[Saved entries]

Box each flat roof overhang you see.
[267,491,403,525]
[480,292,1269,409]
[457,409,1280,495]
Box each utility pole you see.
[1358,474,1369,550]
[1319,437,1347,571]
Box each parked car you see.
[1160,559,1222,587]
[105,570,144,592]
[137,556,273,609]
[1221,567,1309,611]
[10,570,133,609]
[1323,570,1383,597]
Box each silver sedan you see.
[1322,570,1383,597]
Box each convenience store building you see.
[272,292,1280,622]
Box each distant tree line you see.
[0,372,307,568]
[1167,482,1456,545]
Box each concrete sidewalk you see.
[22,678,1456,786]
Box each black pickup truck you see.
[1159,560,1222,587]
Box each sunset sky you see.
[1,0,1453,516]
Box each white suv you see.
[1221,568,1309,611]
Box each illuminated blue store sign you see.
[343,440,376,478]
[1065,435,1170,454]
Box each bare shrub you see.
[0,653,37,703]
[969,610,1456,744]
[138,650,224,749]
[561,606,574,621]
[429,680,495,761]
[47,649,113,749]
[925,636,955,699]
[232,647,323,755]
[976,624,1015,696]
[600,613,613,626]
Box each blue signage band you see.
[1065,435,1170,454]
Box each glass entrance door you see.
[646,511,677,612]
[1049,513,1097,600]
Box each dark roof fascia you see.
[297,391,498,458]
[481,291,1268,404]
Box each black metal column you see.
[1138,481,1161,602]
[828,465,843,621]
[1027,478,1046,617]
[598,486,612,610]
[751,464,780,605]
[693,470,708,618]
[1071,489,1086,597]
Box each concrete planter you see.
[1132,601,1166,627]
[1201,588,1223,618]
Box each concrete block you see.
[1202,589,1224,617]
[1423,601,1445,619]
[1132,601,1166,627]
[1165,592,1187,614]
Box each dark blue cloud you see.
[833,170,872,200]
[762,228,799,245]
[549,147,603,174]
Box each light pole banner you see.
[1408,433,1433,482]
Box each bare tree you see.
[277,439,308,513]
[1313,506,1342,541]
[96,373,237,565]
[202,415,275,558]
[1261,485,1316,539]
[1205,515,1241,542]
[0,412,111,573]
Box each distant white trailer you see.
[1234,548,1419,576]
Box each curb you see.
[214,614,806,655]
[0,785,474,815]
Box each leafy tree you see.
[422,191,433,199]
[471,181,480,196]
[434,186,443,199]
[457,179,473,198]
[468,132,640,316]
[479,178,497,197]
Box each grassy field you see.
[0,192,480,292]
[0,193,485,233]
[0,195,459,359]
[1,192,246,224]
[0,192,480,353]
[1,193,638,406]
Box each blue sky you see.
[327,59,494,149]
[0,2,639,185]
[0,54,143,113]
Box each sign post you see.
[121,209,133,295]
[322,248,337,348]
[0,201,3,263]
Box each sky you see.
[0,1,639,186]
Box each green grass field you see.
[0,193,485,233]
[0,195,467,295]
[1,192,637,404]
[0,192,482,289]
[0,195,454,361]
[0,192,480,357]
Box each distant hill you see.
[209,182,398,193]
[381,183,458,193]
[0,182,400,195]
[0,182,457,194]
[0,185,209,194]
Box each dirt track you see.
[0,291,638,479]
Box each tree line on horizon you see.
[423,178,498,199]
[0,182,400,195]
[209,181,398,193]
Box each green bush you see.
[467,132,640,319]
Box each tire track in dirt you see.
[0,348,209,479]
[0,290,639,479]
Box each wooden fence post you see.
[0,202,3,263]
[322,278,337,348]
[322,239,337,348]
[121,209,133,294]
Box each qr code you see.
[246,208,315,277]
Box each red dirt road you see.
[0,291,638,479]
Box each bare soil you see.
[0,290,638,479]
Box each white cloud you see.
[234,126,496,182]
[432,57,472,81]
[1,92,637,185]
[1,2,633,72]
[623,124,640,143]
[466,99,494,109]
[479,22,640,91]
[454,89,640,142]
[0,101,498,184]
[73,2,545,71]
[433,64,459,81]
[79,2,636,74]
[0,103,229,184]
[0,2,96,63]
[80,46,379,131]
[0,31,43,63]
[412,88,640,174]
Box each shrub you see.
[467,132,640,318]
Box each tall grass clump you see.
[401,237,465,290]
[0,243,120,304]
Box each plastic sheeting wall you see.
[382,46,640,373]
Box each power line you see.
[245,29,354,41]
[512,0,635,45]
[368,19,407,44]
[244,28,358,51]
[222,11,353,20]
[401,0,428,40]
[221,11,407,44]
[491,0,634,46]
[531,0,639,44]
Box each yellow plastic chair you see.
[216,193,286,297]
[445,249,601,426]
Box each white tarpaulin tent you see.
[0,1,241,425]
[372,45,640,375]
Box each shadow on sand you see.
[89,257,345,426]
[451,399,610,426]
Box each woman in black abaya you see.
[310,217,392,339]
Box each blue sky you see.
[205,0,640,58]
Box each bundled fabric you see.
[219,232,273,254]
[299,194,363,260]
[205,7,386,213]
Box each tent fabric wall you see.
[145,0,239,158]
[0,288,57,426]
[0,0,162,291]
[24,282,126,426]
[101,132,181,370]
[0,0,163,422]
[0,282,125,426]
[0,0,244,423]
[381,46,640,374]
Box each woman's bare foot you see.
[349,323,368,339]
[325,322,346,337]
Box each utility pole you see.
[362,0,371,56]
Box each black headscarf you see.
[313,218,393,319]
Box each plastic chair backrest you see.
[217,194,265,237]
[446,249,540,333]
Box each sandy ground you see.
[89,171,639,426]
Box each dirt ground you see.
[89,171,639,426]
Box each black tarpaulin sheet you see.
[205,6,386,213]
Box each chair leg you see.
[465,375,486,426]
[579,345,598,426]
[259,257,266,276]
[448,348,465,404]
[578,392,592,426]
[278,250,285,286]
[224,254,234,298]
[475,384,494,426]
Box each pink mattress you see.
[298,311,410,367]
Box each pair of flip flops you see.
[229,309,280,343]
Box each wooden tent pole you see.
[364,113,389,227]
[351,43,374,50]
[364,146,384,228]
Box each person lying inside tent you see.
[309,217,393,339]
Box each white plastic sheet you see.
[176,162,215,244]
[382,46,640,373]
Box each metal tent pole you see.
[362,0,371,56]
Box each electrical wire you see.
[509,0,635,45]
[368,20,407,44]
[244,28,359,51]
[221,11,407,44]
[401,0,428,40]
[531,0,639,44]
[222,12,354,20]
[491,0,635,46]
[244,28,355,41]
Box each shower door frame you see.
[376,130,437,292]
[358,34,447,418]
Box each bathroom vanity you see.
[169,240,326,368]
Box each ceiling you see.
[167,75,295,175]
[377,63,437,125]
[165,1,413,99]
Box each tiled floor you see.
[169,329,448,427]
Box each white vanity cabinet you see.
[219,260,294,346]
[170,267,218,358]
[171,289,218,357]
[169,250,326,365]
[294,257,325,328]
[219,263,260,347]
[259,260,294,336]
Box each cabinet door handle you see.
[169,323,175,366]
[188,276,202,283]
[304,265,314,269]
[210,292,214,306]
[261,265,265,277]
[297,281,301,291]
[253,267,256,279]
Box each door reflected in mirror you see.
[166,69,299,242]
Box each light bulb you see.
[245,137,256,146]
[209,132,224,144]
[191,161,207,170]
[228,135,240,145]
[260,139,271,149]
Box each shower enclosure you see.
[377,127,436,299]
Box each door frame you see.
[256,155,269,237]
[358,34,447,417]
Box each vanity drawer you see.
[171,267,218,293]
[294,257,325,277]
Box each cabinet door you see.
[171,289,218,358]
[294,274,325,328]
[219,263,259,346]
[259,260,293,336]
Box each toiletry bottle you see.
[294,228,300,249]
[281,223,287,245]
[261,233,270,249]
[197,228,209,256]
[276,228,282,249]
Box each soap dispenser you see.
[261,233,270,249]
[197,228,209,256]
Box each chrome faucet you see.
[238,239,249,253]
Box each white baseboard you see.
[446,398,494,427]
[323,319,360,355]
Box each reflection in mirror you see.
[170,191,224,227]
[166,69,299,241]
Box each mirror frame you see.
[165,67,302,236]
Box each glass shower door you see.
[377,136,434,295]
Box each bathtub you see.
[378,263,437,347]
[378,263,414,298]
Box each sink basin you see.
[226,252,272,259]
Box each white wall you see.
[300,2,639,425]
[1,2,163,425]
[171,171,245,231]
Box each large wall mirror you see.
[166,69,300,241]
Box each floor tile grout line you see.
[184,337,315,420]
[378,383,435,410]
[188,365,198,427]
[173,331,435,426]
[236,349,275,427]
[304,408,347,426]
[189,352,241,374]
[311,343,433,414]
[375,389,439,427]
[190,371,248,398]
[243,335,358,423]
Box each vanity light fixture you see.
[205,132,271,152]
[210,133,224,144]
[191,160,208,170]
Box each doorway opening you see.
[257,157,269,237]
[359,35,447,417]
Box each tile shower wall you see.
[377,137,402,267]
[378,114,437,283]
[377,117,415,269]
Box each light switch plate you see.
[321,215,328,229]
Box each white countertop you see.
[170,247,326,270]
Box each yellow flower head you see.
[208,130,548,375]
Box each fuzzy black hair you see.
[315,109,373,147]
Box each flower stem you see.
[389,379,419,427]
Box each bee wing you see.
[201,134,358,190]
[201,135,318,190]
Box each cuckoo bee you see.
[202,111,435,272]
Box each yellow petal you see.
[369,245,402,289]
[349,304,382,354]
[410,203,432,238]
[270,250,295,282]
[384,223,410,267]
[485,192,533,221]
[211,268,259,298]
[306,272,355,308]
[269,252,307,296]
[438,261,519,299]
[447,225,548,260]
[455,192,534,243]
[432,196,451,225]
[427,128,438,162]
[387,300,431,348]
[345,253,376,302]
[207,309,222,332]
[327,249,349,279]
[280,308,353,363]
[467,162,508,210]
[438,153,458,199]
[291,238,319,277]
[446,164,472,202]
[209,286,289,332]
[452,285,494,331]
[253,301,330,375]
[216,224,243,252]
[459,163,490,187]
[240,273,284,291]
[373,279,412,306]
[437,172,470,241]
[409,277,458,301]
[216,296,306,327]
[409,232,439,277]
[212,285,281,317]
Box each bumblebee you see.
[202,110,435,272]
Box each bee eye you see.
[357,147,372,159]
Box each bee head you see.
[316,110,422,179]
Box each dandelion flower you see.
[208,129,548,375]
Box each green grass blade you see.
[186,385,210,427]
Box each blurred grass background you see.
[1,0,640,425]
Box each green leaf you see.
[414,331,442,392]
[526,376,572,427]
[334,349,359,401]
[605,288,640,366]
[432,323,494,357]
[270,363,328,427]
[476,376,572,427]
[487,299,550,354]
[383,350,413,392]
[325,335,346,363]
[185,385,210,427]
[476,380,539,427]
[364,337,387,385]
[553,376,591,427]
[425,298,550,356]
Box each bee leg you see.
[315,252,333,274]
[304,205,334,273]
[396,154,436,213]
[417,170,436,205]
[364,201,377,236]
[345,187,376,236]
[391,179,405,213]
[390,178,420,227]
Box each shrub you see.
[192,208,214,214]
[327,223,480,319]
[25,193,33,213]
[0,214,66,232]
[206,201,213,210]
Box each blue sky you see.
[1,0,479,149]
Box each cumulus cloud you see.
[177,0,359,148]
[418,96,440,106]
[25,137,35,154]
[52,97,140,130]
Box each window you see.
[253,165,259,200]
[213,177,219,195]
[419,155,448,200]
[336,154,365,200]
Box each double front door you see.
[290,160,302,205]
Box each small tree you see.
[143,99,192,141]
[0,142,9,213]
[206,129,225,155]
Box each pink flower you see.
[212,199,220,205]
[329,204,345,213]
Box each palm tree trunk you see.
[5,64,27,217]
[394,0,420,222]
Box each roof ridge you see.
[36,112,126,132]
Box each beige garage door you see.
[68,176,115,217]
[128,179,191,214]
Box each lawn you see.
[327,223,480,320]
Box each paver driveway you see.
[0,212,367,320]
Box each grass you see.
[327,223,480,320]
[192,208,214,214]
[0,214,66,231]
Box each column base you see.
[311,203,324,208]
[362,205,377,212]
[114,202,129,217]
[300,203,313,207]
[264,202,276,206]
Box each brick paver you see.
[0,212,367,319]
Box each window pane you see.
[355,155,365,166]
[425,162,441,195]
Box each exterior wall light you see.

— Task description —
Please make an exact copy of the lines from the one holding "Box each palm tree trunk you see." through the final line of the records above, nothing more.

— Solution to this exercise —
Box each palm tree trunk you see.
[5,64,27,217]
[394,0,420,222]
Box each roof ridge you see.
[36,112,126,132]
Box each beige garage door you see.
[68,176,115,217]
[128,179,191,214]
Box each lawn you see.
[327,223,480,320]
Box each paver driveway you see.
[0,212,367,320]
Box each grass you see.
[327,223,480,320]
[192,208,214,214]
[0,214,66,231]
Box each column base you see.
[311,203,324,208]
[362,205,377,212]
[114,202,129,217]
[300,203,313,207]
[264,202,276,206]
Box each brick paver you see.
[0,212,367,319]
Box each window pane you see.
[355,155,365,166]
[425,162,441,195]
Box each exterior wall light you see.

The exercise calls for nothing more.